■ What you are asked to do ■
Where a picture shows up in the listing below, omit it and output the rest exactly.

■ Listed records ■
####################
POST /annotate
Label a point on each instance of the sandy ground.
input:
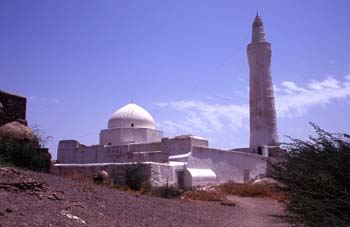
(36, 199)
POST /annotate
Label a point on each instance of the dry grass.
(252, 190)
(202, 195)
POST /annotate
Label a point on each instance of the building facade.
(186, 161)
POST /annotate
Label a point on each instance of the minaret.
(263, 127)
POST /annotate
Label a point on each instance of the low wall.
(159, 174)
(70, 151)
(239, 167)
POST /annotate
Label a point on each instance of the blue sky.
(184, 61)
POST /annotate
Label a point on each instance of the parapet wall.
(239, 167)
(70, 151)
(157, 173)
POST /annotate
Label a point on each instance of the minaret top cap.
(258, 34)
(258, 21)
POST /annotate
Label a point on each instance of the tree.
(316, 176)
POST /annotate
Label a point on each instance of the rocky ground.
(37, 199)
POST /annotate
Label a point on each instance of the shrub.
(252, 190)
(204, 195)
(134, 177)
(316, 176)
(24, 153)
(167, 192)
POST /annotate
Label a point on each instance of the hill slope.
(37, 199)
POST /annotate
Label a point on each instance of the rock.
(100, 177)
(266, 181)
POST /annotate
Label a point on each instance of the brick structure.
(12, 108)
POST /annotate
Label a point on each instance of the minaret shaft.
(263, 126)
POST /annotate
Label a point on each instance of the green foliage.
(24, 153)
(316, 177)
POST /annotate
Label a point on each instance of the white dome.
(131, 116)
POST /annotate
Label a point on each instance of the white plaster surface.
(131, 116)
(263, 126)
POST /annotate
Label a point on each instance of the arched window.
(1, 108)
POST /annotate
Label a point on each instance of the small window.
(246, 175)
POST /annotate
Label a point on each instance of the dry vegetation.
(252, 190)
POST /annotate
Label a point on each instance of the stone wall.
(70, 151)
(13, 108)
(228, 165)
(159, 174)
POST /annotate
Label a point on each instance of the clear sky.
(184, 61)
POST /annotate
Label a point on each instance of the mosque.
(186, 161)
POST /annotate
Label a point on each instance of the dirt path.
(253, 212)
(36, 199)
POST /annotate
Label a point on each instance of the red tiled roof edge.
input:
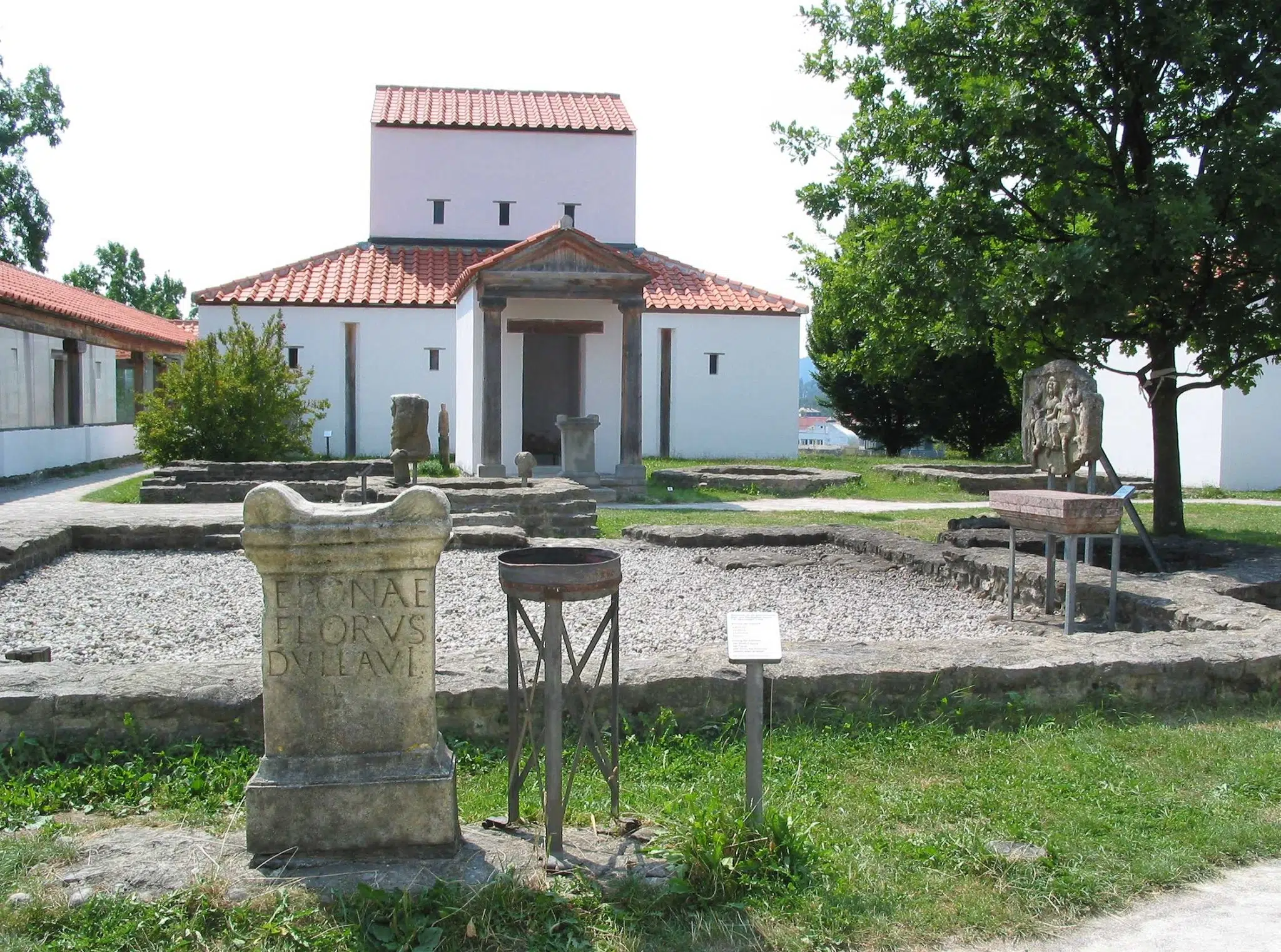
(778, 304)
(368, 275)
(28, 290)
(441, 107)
####################
■ Answer box ■
POST /annotate
Label a point on each instance of the sandy ground.
input:
(36, 199)
POST /annotate
Label a point on each instance of the dry grass.
(252, 190)
(202, 195)
POST /annotate
Label a point on each instance of the building facade.
(186, 161)
POST /annotate
Label a point on each instance of the minaret.
(263, 127)
POST /annotate
Label a point on each instance of the low wall.
(159, 174)
(70, 151)
(239, 167)
POST /annotate
Label a point on each instance of the blue sky.
(184, 61)
POST /annotate
Label a point on each instance of the parapet wall.
(239, 167)
(70, 151)
(157, 173)
POST /annotate
Label a point on each instance of the minaret top cap.
(258, 34)
(258, 21)
POST /annotate
Label a point on each instance of the tree.
(316, 176)
POST /annotate
Label a point on each instance of the rocky ground.
(37, 199)
POST /annotate
Label a point on each instance of the shrub.
(252, 190)
(204, 195)
(134, 177)
(316, 176)
(24, 153)
(167, 192)
POST /annotate
Label a point on each instance of the hill slope.
(37, 199)
POST /annotate
Label a point on each instance of the rock.
(100, 177)
(266, 181)
POST /annotate
Label a point on each instance of the brick structure.
(12, 108)
POST /annotate
Label a point on each instance of the minaret shaft.
(263, 126)
POST /annotate
Label a point on each instance of the green foliage.
(24, 153)
(316, 177)
POST /annotate
Label a point on each instance of the white dome.
(131, 116)
POST /annotate
Label a point on each instance of the white plaster surface.
(131, 116)
(263, 126)
POST /annotate
Label a point on each instance of the arched window.
(1, 108)
POST /annotate
Label a point on each instance of the small window.
(246, 175)
POST /annotate
Label a point on each instance of the dry vegetation.
(252, 190)
POST /annotate
Label a point on each instance of the stone wall.
(70, 151)
(13, 108)
(228, 165)
(159, 174)
POST /annotate
Label a point on each instance of the clear sky.
(184, 61)
POST /annotate
Label a point on each instance of the mosque.
(186, 161)
POST /annotate
Label a point on each instance of the dirt path.
(253, 212)
(36, 199)
POST /annotate
Label a point on each instance of the red tiled roof edge.
input:
(778, 304)
(368, 275)
(28, 290)
(441, 107)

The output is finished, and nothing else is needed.